**RECORDS**
##############################

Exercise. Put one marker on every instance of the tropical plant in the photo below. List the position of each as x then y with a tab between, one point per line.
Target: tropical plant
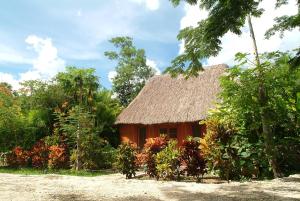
126	159
192	159
168	162
39	155
131	71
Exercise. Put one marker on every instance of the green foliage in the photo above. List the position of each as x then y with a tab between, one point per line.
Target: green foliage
126	159
168	162
204	40
107	110
234	137
80	85
192	158
39	155
132	70
58	157
18	157
231	155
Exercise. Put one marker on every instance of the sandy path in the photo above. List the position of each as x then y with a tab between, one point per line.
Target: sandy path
115	187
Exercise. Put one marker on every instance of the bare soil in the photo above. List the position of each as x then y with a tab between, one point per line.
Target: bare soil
115	187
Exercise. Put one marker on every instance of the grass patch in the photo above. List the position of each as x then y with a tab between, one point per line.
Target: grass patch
32	171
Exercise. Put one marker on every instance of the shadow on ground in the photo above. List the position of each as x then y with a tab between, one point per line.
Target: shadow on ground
244	192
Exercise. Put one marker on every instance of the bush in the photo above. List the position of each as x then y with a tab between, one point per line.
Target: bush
192	159
58	157
168	162
231	155
18	157
126	159
151	148
39	155
96	153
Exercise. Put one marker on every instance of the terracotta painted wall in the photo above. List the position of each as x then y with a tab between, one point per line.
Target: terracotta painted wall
130	131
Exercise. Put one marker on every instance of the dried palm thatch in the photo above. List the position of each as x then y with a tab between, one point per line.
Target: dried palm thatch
173	100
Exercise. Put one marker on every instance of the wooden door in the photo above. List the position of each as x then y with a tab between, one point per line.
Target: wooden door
142	137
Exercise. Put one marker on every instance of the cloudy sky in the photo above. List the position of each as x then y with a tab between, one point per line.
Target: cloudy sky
39	38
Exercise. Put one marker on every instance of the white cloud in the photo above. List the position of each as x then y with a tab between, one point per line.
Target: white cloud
9	55
149	62
79	13
153	65
9	78
44	66
112	75
150	4
47	63
231	43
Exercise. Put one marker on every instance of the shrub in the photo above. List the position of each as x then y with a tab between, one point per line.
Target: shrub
168	162
18	157
96	153
39	155
231	155
192	159
58	157
151	148
126	159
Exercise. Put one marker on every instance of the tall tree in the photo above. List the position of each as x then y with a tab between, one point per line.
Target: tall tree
132	70
80	85
204	41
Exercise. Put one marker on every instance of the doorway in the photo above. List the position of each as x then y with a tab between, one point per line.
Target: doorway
142	137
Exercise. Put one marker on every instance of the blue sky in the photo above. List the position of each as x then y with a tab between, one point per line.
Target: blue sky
38	38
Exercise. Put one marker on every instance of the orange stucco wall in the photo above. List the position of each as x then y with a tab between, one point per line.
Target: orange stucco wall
129	132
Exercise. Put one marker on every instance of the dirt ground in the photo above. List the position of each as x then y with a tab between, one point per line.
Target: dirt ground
114	187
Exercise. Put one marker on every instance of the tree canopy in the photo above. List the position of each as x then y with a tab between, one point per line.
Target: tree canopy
132	69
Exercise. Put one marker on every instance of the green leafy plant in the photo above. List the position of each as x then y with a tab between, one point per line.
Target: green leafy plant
151	148
126	159
168	162
58	157
39	155
192	159
18	157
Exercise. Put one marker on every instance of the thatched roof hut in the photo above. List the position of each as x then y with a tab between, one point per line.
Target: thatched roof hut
172	100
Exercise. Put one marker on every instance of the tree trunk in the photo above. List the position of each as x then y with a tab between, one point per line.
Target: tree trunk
78	150
268	135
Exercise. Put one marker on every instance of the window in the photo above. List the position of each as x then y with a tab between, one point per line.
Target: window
163	131
196	130
173	133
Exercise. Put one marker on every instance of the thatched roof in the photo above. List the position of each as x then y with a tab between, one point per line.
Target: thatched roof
170	100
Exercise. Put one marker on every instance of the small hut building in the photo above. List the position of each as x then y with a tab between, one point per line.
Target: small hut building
171	106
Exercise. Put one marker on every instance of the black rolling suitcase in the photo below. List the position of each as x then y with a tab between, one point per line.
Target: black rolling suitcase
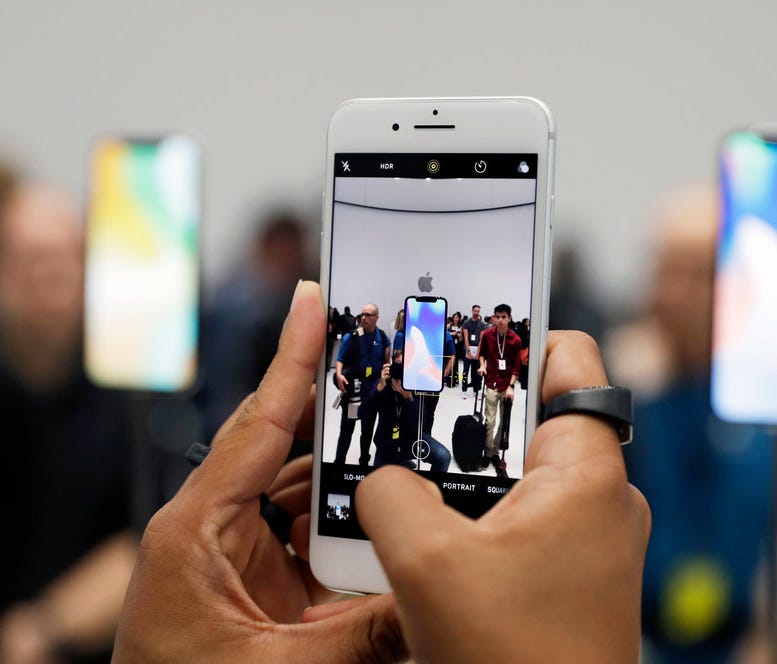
504	443
469	438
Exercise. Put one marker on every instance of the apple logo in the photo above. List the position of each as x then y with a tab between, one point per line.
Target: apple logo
425	283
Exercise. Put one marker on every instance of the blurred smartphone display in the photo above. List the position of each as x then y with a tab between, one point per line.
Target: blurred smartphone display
744	362
142	263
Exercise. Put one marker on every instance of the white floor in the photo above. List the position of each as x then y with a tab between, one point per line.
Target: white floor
452	404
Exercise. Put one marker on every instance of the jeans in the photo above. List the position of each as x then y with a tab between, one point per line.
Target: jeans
439	456
346	432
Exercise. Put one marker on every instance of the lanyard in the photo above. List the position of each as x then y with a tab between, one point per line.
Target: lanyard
501	348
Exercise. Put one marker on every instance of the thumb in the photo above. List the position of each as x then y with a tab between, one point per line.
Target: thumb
406	520
361	630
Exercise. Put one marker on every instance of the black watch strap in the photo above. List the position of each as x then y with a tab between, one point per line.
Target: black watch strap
611	403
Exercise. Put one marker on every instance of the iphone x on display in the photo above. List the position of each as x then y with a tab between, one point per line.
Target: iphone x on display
142	263
744	363
424	339
431	207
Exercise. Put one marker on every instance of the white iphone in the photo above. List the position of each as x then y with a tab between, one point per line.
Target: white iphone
428	201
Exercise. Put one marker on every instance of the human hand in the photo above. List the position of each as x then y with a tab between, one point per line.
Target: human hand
552	573
212	582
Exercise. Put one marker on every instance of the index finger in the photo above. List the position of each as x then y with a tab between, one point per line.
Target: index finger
248	456
573	362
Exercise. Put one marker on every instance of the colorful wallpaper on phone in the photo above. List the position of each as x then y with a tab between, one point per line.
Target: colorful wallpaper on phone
745	340
142	264
423	351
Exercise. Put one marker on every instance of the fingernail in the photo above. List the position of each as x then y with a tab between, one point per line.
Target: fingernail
296	292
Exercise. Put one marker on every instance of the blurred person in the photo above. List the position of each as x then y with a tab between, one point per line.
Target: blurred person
708	483
571	304
568	544
244	316
458	341
68	548
471	329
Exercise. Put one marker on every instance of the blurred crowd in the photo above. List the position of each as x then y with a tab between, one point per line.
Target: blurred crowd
83	468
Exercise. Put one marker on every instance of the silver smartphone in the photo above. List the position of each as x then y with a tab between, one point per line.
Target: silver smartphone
427	201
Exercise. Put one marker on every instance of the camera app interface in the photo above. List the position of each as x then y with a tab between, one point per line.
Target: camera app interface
430	297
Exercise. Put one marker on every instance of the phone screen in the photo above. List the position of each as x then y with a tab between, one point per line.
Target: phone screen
744	363
411	235
142	264
424	337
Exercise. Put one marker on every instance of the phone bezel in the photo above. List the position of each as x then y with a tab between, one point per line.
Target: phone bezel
482	124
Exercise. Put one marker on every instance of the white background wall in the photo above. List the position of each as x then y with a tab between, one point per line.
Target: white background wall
641	92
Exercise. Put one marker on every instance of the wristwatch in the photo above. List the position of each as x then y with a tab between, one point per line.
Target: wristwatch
606	401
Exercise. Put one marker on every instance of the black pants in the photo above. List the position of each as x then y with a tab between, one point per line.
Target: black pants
471	366
346	432
429	405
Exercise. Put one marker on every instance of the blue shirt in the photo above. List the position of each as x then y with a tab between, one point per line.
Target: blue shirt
372	353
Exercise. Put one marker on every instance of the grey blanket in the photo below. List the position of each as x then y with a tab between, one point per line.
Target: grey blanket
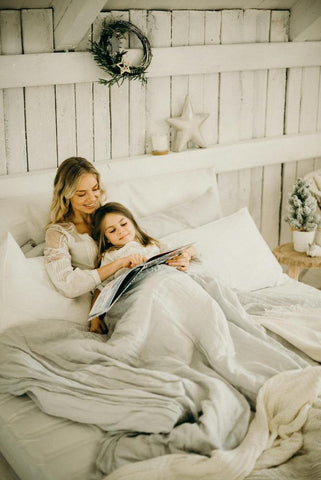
179	371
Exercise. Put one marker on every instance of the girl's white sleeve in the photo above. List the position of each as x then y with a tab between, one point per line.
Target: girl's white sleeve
71	282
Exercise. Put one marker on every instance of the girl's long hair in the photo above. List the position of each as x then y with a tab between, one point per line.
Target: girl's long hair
98	232
65	186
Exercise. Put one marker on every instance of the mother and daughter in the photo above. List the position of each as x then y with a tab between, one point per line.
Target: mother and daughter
88	243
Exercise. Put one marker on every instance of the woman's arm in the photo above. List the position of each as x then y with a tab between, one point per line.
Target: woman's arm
69	281
129	261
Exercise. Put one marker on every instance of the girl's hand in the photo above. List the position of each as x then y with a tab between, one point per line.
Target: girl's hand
97	325
181	262
133	260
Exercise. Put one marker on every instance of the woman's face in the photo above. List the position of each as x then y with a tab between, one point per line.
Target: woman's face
86	198
118	229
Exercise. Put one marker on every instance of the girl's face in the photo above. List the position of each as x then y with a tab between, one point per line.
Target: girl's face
86	198
118	229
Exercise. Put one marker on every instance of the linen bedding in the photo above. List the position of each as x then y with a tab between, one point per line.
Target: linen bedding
175	384
188	383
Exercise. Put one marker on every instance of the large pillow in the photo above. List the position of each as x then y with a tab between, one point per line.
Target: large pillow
234	251
198	211
27	292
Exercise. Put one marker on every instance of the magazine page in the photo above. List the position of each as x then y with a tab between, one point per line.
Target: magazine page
114	289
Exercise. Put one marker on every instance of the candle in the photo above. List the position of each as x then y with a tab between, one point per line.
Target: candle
159	144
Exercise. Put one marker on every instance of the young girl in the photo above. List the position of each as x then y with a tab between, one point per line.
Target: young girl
123	244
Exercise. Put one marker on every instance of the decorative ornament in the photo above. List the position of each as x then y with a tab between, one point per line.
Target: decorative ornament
109	56
188	127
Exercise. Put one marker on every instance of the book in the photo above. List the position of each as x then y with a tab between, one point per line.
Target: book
114	289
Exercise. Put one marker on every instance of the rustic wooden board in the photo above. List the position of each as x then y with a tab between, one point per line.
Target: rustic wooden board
137	93
274	126
101	108
211	80
158	89
66	122
39	101
196	81
292	120
13	125
119	104
179	83
84	120
258	31
230	110
76	67
308	111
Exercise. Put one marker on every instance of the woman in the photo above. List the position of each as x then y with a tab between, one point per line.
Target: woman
71	252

##############################

**DESCRIPTION OF THE TASK**
Within the material above, the line with "Target: tall tree" opens the range and the line with "Exercise. Put one marker on every instance of the tree trunk" closes it; reproduce that range word for word.

**FINAL ANSWER**
Target: tall tree
132	70
80	85
204	41
Exercise. Put one marker on every instance of the doorway in the photo above. List the position of each as x then y with a tab between, one point per line.
Target: doorway
142	137
Exercise. Put one marker on every instance of the blue sky in the photo above. List the position of each as x then y with a tab between, one point per line.
Target: blue sky
38	38
Exercise. Put one marker on every instance of the orange stucco wall in the photo above. List the position of each as x then y with a tab between, one point per line.
Target: orange stucco wall
129	132
Exercise. Put one marker on every instance of the dirt ground in the photo above. List the position of each as x then y with a tab between, one point per line.
Target: dirt ground
114	187
Exercise. Put one marker on every instance of the tree canopy in the photo above. List the position of each as x then y with a tab between, one point per line.
Target: tree canopy
132	69
Exercise. Put one marker on every instance of the green leafy plant in the photo above. List the position of each as x then y with a tab between, one point per line.
Target: green leafy plant
151	148
126	159
168	162
58	157
39	155
192	159
18	157
Exercise. Put one marker on every instance of the thatched roof hut in the photo above. List the position of each as x then y with a tab between, one point per line.
Target: thatched roof hut
172	100
Exercise. Put one marker on every instance of the tree trunk in the photo above. List the position of each as x then y with a tab between, one point per line.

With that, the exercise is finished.